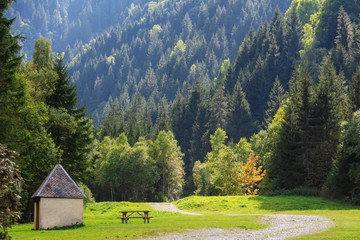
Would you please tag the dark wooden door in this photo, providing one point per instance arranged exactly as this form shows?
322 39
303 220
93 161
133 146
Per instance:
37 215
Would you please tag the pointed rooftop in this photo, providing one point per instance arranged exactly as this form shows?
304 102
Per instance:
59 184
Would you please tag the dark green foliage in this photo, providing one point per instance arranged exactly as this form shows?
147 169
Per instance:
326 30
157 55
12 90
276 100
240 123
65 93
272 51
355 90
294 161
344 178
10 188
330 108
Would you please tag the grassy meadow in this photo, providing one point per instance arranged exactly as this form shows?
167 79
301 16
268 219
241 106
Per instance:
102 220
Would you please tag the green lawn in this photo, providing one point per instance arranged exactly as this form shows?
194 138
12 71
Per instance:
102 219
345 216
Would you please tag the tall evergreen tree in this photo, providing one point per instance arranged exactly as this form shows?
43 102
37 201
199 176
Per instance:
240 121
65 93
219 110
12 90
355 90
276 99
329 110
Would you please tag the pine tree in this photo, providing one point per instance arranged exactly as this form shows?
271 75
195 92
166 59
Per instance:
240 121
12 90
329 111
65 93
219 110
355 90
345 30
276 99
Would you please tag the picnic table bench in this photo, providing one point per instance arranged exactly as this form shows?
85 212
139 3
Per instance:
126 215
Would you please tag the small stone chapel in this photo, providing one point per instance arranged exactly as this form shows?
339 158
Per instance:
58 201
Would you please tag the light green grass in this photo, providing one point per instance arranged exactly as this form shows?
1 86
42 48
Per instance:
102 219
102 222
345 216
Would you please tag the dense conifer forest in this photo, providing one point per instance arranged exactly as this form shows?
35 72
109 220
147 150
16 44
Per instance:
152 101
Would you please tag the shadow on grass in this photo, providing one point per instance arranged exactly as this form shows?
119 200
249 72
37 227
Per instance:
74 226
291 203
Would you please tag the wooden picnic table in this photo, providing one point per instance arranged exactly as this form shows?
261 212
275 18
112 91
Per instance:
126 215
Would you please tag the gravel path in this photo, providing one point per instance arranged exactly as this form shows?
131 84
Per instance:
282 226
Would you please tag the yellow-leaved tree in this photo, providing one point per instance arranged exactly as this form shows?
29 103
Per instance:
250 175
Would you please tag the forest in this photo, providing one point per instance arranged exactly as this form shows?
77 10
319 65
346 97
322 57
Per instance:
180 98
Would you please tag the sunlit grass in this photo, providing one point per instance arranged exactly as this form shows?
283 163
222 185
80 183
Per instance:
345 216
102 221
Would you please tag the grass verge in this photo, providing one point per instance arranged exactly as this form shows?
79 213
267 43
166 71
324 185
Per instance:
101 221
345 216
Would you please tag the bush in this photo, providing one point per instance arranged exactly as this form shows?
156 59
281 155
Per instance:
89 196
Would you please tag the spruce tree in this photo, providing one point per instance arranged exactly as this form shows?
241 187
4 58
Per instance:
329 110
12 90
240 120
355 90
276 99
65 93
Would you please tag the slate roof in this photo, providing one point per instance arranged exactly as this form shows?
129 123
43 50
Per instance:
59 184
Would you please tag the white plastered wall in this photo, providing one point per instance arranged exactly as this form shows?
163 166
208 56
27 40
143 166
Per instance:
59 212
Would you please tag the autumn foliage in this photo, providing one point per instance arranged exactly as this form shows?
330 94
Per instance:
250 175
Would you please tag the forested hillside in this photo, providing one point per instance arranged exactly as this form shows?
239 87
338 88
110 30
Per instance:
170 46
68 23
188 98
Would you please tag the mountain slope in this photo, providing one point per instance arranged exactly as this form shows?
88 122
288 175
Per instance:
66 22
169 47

- - -

■ **GIVEN PROBLEM**: Skip the images and write out the rest of the listing exactly.

■ **TASK RESPONSE**:
Would you please tag the dark wooden door in this photo, providing one point per instance arranged exactly as this form shows?
322 39
303 220
93 161
133 146
Per instance:
37 215
Would you please tag the pointed rooftop in this photo, providing one point per instance arranged exactly as this form shows?
304 102
Per instance:
59 184
Would you please tag the dark green foliage in this photo, providing one point per instance arranged exactly as this form shows?
147 169
Per instance:
326 30
157 55
12 90
276 100
240 123
65 93
272 51
355 90
294 161
344 178
10 188
330 108
Would you please tag the grassy meadow in this photo, providing one point per instance arranged exactly as this form shows?
167 79
301 16
268 219
241 106
Per instance:
102 220
Would you please tag the green lawn in this photo, providing one point per instance arranged exactly as this form shows?
194 138
12 71
Per instance:
102 219
345 216
Would you please tag the tall evergreen tree in this photo, providing one point per instance arranged exactly as this form shows?
43 102
37 201
199 176
Per instance:
240 121
65 93
219 110
12 90
355 90
276 99
329 110
Would you please tag the pine tree in this photo, providing one point per instance arranged exactly as this form shows?
271 75
195 92
166 59
Per instance:
240 121
12 90
329 111
65 93
219 110
355 90
345 30
276 99
Would you please tag the picnic table bench in this photo, providing one point per instance arranged exactly as this form shows?
85 212
139 3
Per instance:
126 215
Would you please tag the small stone chapel in this photo, providing one point per instance arranged exactly as this form shows?
339 158
Per instance:
58 201
Would you please tag the light green grass in this photo, providing one point per instance arranged exactly as this form shows?
1 86
42 48
Per instance:
102 219
102 222
345 216
Would you please tag the dense conifer forest in this photo, providing one point per instance arranged exactly as this form shows?
35 72
109 220
147 150
16 44
Per instance:
152 101
Would you please tag the shadow on grass in this photo, providing one point per instance arranged exactly as this form shows?
119 200
249 72
37 227
Per instance:
74 226
291 203
Would you please tag the wooden picnic table in this photo, providing one point per instance arranged exactly as this form shows?
261 212
275 18
112 91
Per instance:
126 215
Would you please tag the gravel path in this photo, providing one point per instance arranged exactly as this form shows?
131 84
Per instance:
282 226
Would you please tag the yellow-leaved tree in this photo, providing one point per instance arranged exactly as this form shows?
29 103
Per instance:
250 175
Would you please tag the forest in this photo, providing one point per instance arranged exactly as this form shows?
77 10
319 65
346 97
322 57
Per instance:
180 98
Would you please tag the sunlit grass in this photo, providing one point per instance arranged exactly as this form shows?
283 163
222 185
80 183
Per instance:
345 216
102 221
Would you please tag the grass verge in this photo, providing one point per instance arranged exactly as this form shows?
79 213
267 43
166 71
324 185
Per instance:
101 221
345 216
Would you please tag the bush in this photo, providing one point per instance arranged exactly as this form shows?
156 59
281 155
Per instance:
89 196
Would you please tag the spruce tree in this photo, providing one point per instance arranged exactly as this form shows?
241 187
4 58
Per instance:
329 110
12 90
240 120
355 90
276 99
65 93
Would you please tag the slate roof in this photo, providing one point per instance arranged exactly as this form shows?
129 123
43 50
Per instance:
59 184
Would you please tag the white plastered wall in this photo, providing one point per instance arranged exactly as this form shows?
163 166
208 56
27 40
143 166
Per instance:
59 212
Would you please tag the autumn foliage in this photo, providing one point per instance arranged exactly as this form shows?
330 94
Per instance:
250 175
Would you please tag the forested hillside in this photo, providing one point per instance arranged exactly as this form shows?
239 87
338 88
110 30
Per instance:
170 46
68 23
188 98
Would you please tag the mountain slope in this photo, providing one point per instance arranged exactly as this form shows?
88 122
288 175
Per instance:
66 22
169 47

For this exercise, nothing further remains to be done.